── TEXTO SELECCIONADO
No sé cuándo podré ahorrar lo suficiente para llevar a cabo los planes de viaje que se acumulan en mi cabeza. Uno de ellos implica recorrer Albania, comenenzando en la isla griega de Corfú para desde allí tomar un barco hasta Sarandë. Cerca de allí están las ruinas de Butrint. Desde allí viajaría rumbo norte para visitar las pintorescas ciudades de Gjirokastër y Berat, antes de llegar a Tirana. No es que la capital del país ofrezca mucho, pero cerca de allí está Krujë y su castillo, con un museo que honra a Skanderberg. A partir de ahí, viajaría rumbo a la frontera de Macedonia para perderme por los pueblecitos en los alrededores de Ohrid y sus iglesias bizantinas. Desde Macedonia será fácil hacer una breve incursión en Kosovo, antes de poner fin al viaje o conectar con otra de las rutas balcánicas que tengo en mente.

Albania es un país poco conocido y poco explotado por el turismo. Miguel Silvestre ha estado allí hace poco con su moto y lo cuenta en La emoción del nómada. Ya hablé aquí del fotógrafo belga Frederik Buyckx y su colección Moving Albania. Pete Brook habla de los famosos búnkers que salpican el país como setas de cemento por la paranoia del dictador Enver Hoxa ante una invasión del país.

Balkanistán

Ando buscando información para un viaje. He desempolvado viejas planes para recorrer los Balcanes. Tenía varias rutas pensadas que al final tendré que modificar para adaptar a las circunstancias. Pero, si finalmente voy, me seguirán quedando razones para volver y lugares que visitar.

Una de las rutas que no haré esta vez es subir por el Neretva desde la costa dálmata hasta Sarajevo, con parada obligatoria en Mostar. Retronaut ha hecho una recopilación de fotos de la ciudad durante la guerra.

Otro lugar que me quedará pendiente por conocer es Albania. Me atrae ese idea de país largamente aislado y todavía en estado puro. El fotógrafo belga Frederik Buyckx lo ha recorrido y preparado una colección de fotos bajo el título Moving Albania. Además, Milan Boonstra lo ha entrevistado para vice.com.

El viaje de tu vida

Siempre me ha llamado la atención cómo se construyen las expectativas personales, algo que creemos tan íntimo y personal pero que una y otra vez descubrimos están moldeadas por la publicidad, el cine y la ficción televisiva. El otro día vi Eurotrip, una película de 2004. No tengo reparos en reconocer que veo películas malas. Mientras que literatura o la música comercial me irritan mucho, a la hora de pasar el rato y desconectar del mundo me parece mejor opción el cine de entretinimiento que una de esas películas trágicas que pretenden concienciar al espectador sobre algún aspecto de la vida o del mundo. Creo que para eso están los documentales y los reportajes.
────
── REGISTROS PROPORCIONADOS
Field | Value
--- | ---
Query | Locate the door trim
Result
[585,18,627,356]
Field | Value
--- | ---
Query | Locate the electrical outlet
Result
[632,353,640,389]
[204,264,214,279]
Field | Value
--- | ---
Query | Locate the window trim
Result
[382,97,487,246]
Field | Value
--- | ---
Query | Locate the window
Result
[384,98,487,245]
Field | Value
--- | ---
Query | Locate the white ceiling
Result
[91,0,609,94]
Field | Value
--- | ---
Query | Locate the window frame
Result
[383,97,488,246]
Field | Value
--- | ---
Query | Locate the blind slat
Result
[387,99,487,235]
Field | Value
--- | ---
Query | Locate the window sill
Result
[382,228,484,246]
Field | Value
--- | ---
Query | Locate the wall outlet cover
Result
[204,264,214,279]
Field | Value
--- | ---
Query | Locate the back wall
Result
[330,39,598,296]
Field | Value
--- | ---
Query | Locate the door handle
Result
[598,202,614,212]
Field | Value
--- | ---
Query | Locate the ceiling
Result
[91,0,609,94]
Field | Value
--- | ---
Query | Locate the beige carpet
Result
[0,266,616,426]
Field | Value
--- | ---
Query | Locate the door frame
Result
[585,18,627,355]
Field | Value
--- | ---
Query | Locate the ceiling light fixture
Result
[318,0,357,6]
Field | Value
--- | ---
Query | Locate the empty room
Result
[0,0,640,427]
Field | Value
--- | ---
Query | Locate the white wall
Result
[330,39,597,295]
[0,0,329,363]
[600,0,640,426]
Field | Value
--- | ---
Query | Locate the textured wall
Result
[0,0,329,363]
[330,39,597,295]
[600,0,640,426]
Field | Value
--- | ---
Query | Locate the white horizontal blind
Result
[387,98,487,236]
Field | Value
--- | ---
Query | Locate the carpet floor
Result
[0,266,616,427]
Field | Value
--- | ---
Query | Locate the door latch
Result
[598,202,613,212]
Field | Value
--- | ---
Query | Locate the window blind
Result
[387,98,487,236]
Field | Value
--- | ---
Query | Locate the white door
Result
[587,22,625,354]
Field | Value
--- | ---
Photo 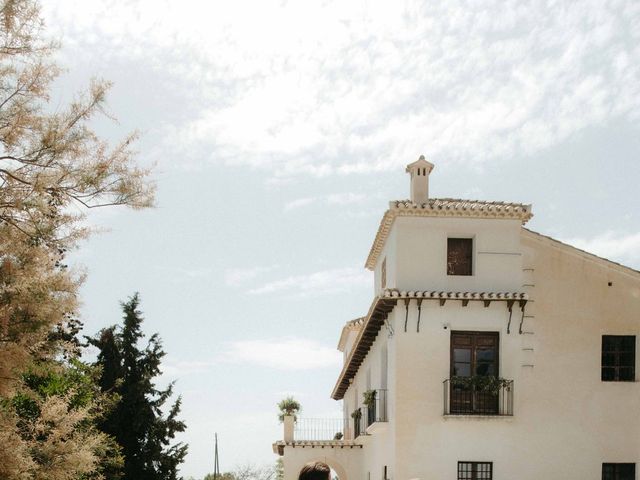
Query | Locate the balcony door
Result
[450,331,500,415]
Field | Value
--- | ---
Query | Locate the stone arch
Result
[298,457,349,480]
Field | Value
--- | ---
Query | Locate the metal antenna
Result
[213,433,220,480]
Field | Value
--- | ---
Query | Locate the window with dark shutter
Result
[458,462,493,480]
[447,238,473,275]
[602,463,636,480]
[601,335,636,382]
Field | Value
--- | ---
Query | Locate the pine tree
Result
[89,294,187,480]
[0,0,153,480]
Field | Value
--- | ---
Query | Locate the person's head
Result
[298,462,331,480]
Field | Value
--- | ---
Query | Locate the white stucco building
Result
[274,157,640,480]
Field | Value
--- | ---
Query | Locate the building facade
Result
[274,157,640,480]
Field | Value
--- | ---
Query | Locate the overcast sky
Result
[44,0,640,477]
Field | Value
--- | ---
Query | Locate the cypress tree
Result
[89,293,187,480]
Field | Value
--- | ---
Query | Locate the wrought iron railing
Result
[293,418,344,441]
[443,377,513,416]
[366,388,388,427]
[351,408,367,438]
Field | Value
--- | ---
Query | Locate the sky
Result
[43,0,640,478]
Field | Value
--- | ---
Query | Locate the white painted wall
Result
[278,218,640,480]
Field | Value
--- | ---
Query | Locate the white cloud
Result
[284,192,367,212]
[162,359,216,380]
[249,268,372,297]
[221,337,340,370]
[562,231,640,269]
[284,197,317,212]
[46,0,640,178]
[224,266,276,287]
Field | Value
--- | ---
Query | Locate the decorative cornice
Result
[365,198,533,270]
[338,317,365,352]
[331,289,529,400]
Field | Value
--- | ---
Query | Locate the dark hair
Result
[298,462,331,480]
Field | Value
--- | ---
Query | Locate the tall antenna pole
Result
[213,433,220,480]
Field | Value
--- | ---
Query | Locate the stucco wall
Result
[285,226,640,480]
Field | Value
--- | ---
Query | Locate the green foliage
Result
[278,396,302,423]
[362,390,377,408]
[203,472,236,480]
[451,375,511,395]
[88,294,187,480]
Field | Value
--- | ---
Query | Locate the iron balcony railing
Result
[443,377,513,416]
[351,408,367,438]
[293,418,344,441]
[365,388,388,427]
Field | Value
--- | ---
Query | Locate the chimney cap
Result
[406,155,435,175]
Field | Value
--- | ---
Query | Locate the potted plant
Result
[362,390,376,409]
[451,375,511,395]
[278,397,302,423]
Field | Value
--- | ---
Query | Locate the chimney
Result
[407,155,433,204]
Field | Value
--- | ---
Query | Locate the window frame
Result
[445,236,475,277]
[600,335,636,382]
[457,460,493,480]
[602,462,636,480]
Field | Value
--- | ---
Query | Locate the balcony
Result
[443,376,513,417]
[364,388,388,427]
[293,418,345,442]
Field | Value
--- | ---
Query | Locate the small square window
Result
[447,238,473,275]
[601,335,636,382]
[458,462,493,480]
[602,463,636,480]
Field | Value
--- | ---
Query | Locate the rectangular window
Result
[458,462,493,480]
[602,463,636,480]
[447,238,473,275]
[601,335,636,382]
[380,257,387,288]
[449,331,500,415]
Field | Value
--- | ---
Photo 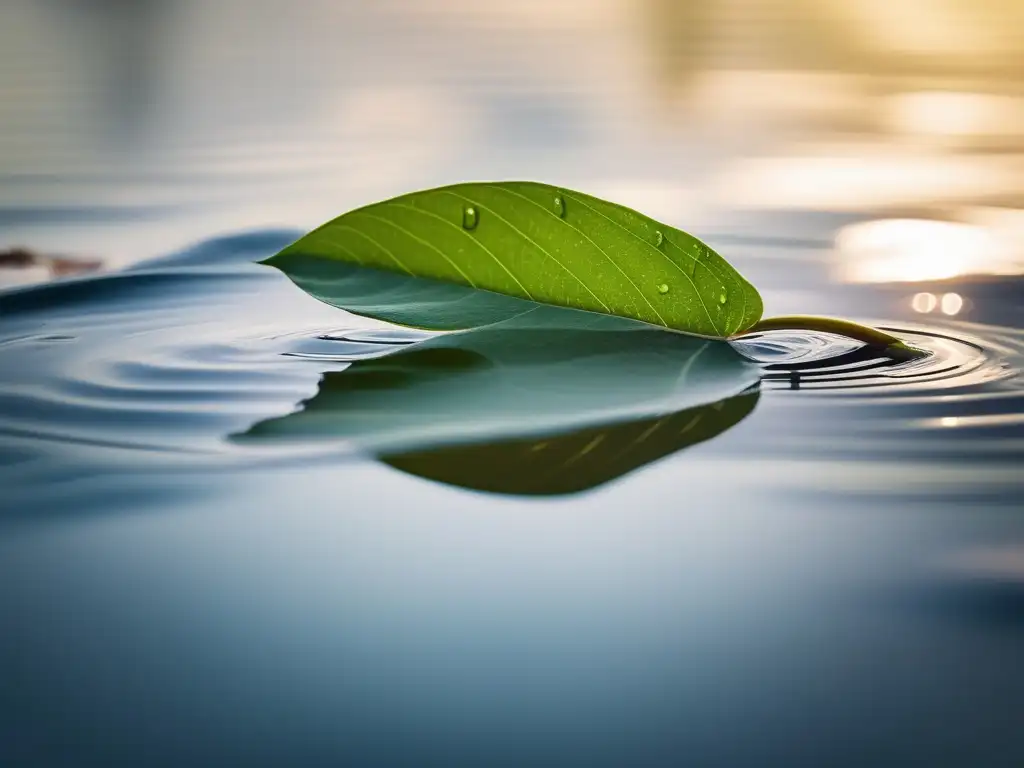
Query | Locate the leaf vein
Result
[390,201,534,301]
[443,189,614,314]
[565,195,722,336]
[487,184,669,327]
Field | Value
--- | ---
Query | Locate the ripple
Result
[0,234,1024,506]
[734,325,1024,396]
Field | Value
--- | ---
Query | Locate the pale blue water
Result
[0,0,1024,768]
[0,231,1024,765]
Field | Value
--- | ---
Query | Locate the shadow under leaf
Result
[236,311,760,496]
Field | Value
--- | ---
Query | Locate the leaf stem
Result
[731,314,928,359]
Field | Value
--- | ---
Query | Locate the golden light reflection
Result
[941,293,964,316]
[910,293,939,314]
[835,219,1024,286]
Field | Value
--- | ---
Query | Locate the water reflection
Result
[237,313,760,496]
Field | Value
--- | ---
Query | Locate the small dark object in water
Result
[0,247,103,278]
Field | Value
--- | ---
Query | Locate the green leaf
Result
[236,307,759,493]
[265,181,762,338]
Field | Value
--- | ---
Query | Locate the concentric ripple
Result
[734,324,1024,395]
[0,232,1024,503]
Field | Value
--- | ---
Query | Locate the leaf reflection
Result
[239,311,759,496]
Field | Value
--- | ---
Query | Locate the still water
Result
[0,2,1024,766]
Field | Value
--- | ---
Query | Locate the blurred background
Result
[6,0,1024,292]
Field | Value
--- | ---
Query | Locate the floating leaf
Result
[266,181,762,338]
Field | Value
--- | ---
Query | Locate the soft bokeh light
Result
[836,219,1024,284]
[940,293,964,315]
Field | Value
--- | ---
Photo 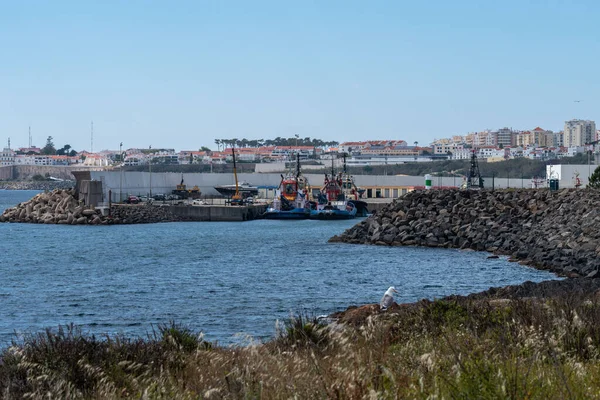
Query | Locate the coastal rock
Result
[330,189,600,277]
[0,189,183,225]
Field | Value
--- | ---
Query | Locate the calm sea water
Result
[0,190,556,347]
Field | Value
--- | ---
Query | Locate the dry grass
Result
[0,296,600,399]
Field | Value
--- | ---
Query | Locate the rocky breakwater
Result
[0,189,179,225]
[0,189,105,225]
[330,189,600,277]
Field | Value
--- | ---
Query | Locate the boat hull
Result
[263,208,310,219]
[310,209,356,220]
[348,200,369,217]
[215,185,258,197]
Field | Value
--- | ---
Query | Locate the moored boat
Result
[310,154,368,219]
[215,182,258,198]
[263,158,311,219]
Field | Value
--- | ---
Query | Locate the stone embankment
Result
[330,189,600,277]
[0,181,75,190]
[0,189,180,225]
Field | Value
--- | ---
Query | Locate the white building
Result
[0,147,15,166]
[563,119,596,147]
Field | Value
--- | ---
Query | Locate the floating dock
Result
[169,204,267,222]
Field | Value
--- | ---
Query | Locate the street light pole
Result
[119,142,123,203]
[148,145,152,197]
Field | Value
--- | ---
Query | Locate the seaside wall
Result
[90,170,530,200]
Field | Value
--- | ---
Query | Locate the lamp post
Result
[148,145,152,197]
[119,142,123,203]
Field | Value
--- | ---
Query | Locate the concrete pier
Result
[169,204,267,221]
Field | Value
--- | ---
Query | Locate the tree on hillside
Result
[587,166,600,189]
[42,136,56,156]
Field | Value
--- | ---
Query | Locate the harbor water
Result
[0,190,556,348]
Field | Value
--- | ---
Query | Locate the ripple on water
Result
[0,191,554,347]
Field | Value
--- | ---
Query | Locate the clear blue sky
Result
[0,0,600,151]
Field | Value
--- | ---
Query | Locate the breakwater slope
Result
[330,189,600,277]
[0,189,181,225]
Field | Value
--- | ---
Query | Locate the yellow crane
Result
[231,146,244,206]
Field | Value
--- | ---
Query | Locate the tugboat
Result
[171,174,202,199]
[263,155,311,219]
[310,153,368,219]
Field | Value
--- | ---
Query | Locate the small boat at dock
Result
[263,158,311,219]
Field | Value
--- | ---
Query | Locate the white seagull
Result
[379,286,398,310]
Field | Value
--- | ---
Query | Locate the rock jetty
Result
[0,189,180,225]
[0,181,75,190]
[330,189,600,277]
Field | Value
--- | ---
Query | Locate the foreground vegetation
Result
[0,295,600,399]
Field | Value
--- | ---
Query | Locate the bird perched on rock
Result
[379,286,398,310]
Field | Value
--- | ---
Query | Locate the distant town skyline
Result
[0,0,600,151]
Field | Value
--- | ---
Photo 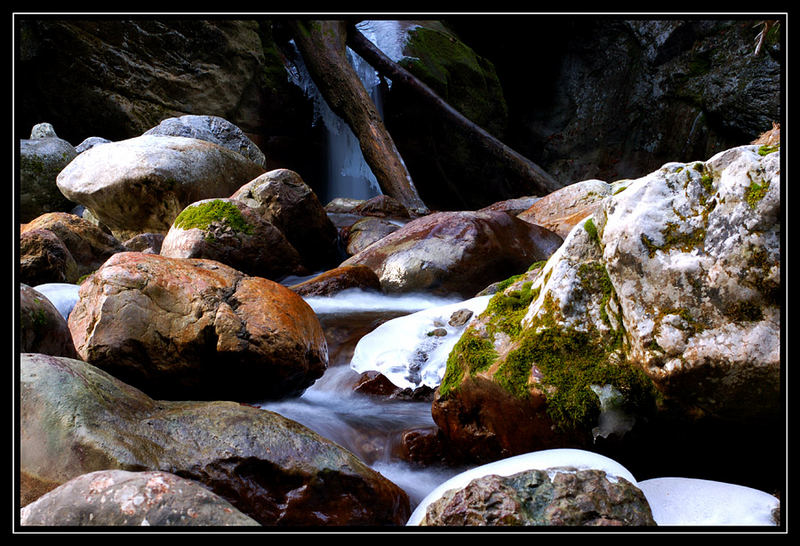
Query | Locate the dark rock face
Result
[451,16,783,184]
[20,353,409,526]
[15,22,264,142]
[421,469,656,526]
[343,211,563,297]
[69,252,328,400]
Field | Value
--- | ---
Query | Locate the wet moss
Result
[744,178,769,209]
[758,144,781,156]
[174,199,253,235]
[725,301,764,322]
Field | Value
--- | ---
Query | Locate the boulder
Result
[57,135,264,241]
[19,354,409,526]
[350,296,490,390]
[122,233,164,254]
[20,208,125,281]
[69,252,328,400]
[420,468,656,527]
[18,131,78,222]
[341,216,401,256]
[231,169,338,271]
[29,283,80,320]
[160,199,306,280]
[19,229,80,285]
[31,123,58,138]
[289,265,381,296]
[75,137,111,154]
[343,211,562,297]
[325,197,365,214]
[144,115,267,167]
[517,180,613,238]
[19,470,259,527]
[432,146,781,464]
[19,284,78,358]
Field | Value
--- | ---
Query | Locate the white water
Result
[290,35,383,202]
[259,289,472,509]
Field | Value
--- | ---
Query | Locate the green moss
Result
[174,199,253,235]
[497,328,655,430]
[744,178,769,209]
[578,262,614,326]
[583,218,600,245]
[725,301,764,322]
[484,282,540,337]
[758,144,781,156]
[30,300,49,329]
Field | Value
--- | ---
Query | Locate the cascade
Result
[289,21,418,203]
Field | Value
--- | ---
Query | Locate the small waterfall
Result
[290,37,383,202]
[289,20,417,202]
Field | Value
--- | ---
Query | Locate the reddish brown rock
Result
[19,284,78,358]
[69,252,328,400]
[20,212,125,276]
[289,265,381,296]
[431,377,591,462]
[517,180,612,238]
[160,198,306,280]
[352,191,411,218]
[343,211,563,297]
[231,169,338,271]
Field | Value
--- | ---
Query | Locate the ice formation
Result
[350,296,491,389]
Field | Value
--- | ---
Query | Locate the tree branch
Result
[347,25,563,195]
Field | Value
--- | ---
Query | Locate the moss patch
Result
[174,199,253,235]
[744,178,769,209]
[758,144,781,156]
[498,328,655,430]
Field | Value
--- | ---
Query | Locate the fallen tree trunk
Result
[346,26,562,195]
[288,20,428,214]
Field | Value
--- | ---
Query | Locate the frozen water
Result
[304,288,459,315]
[350,296,491,389]
[356,20,419,62]
[289,38,383,201]
[406,449,636,525]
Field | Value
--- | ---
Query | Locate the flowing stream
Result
[259,291,463,509]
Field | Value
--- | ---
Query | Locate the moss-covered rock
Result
[160,198,306,280]
[433,142,780,457]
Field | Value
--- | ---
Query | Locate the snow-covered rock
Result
[350,296,491,389]
[638,478,779,526]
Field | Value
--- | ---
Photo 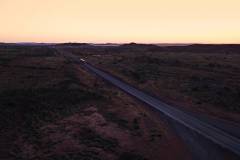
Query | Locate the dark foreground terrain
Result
[0,44,240,160]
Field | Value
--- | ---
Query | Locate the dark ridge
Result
[56,43,92,47]
[163,44,240,53]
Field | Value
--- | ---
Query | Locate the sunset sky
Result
[0,0,240,43]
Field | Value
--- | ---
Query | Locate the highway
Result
[78,58,240,155]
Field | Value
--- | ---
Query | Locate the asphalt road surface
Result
[53,47,240,156]
[80,60,240,155]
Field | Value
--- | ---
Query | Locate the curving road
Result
[78,59,240,155]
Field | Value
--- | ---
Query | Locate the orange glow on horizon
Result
[0,0,240,43]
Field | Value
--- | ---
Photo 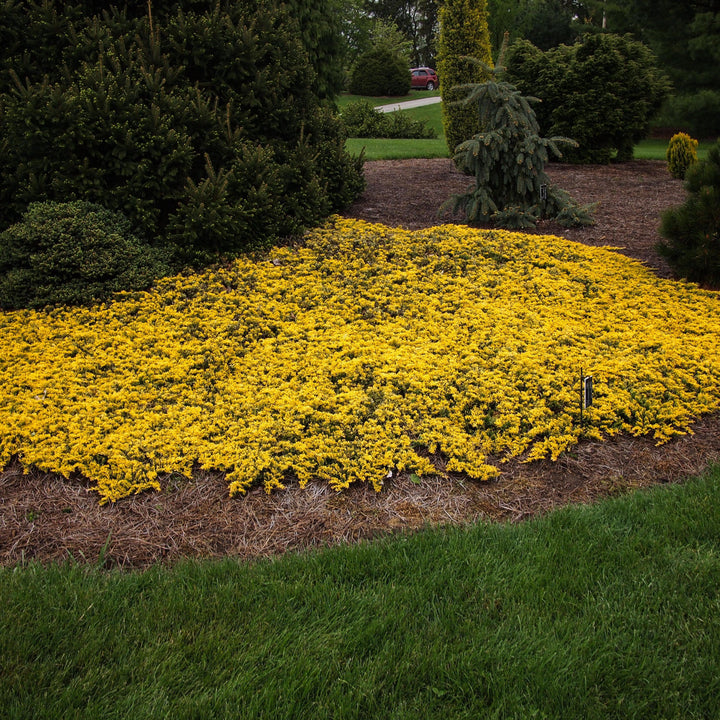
────
INSTRUCCIONES DE TAREAS:
**a.** Reproduce al pie de la letra el fragmento del texto seleccionado que va de "No sé cuándo" a "tengo en mente.", ambos incluidos.
**b.** Escribe la continuación del texto sobre viajes por los Balcanes a partir de su última oración.

RESPUESTAS DADAS:
**a.**
No sé cuándo podré ahorrar lo suficiente para llevar a cabo los planes de viaje que se acumulan en mi cabeza. Uno de ellos implica recorrer Albania, comenenzando en la isla griega de Corfú para desde allí tomar un barco hasta Sarandë. Cerca de allí están las ruinas de Butrint. Desde allí viajaría rumbo norte para visitar las pintorescas ciudades de Gjirokastër y Berat, antes de llegar a Tirana. No es que la capital del país ofrezca mucho, pero cerca de allí está Krujë y su castillo, con un museo que honra a Skanderberg. A partir de ahí, viajaría rumbo a la frontera de Macedonia para perderme por los pueblecitos en los alrededores de Ohrid y sus iglesias bizantinas. Desde Macedonia será fácil hacer una breve incursión en Kosovo, antes de poner fin al viaje o conectar con otra de las rutas balcánicas que tengo en mente.

**b.**
Eurotrip va de tres amigos y la hermana de uno de ellos que terminan embarcados en una aventura que les lleva por Londres, París, Amsterdam, Bratislava, Berlín y Roma. Lo divertido es la perspectiva exagerada que presentan de Europa, una tierra de libertinaje y desenfreno que se presenta promisoria para unos estudiantes que acaban de terminar la secundaria en los remilgados Estados Unidos. Parte de la gracia de la película está en que juega con esa ilusión que todos compartimos en algún momento de nuestra adolescencia de recorrer Europa con la mochila al hombro esperando vivir una gran aventura a cuyo fin seamos personas diferentes. La película parte del mito y se ríe de él, riéndose tanto de los estereotipos europeos como de los torpes e ignorantes estadounidenses a lo protagonistas National Lampoon’s European Vacation. Es una comedia tonta y facilona, pero en cierta forma entrañable porque todos soñamos con un viaje así.

Ha pasado tiempo desde mi último viaje con mochila por países desconocidos en tren o por carretera. Me quedan pocos países que realmente me apasione conocer. No tengo fecha pero en mi mente tengo muy claros los trayectos de cuatro viajes largos que tengo pendientes por los Balcanes y el Mediterráneo oriental. Son proyectos que mantienen la esperanza y la ilusión. Pero siempre me he preguntado qué pasaría el día que viera un mapa y no encontrara un lugar que me hiciera volar la imaginación. Ese día en que hubiera hecho todos los viajes que siempre soñé. Y un día, leyendo sobre el California Zephyr, el tren que atraviesa Estados Unidos desde Chicago a San Francisco, de pronto seguí con los parques nacionales del oeste del país. Y redescubrí Sión, la tierra prometida.

Viajar por un mundo plano

Quizás Europa haya dejado de tener en España esa resonancia mítica que tuvo en su momento. Las líneas aéreas low-cost popularizaron en tiempos con el barril de crudo más barato que ahora las escapadas de fin de semana a Londres o París y los viajes para visitar a ese conocido que estaba pasando una temporada trabajando en Irlanda o cursando un semestre como estudiante Erasmus en Italia.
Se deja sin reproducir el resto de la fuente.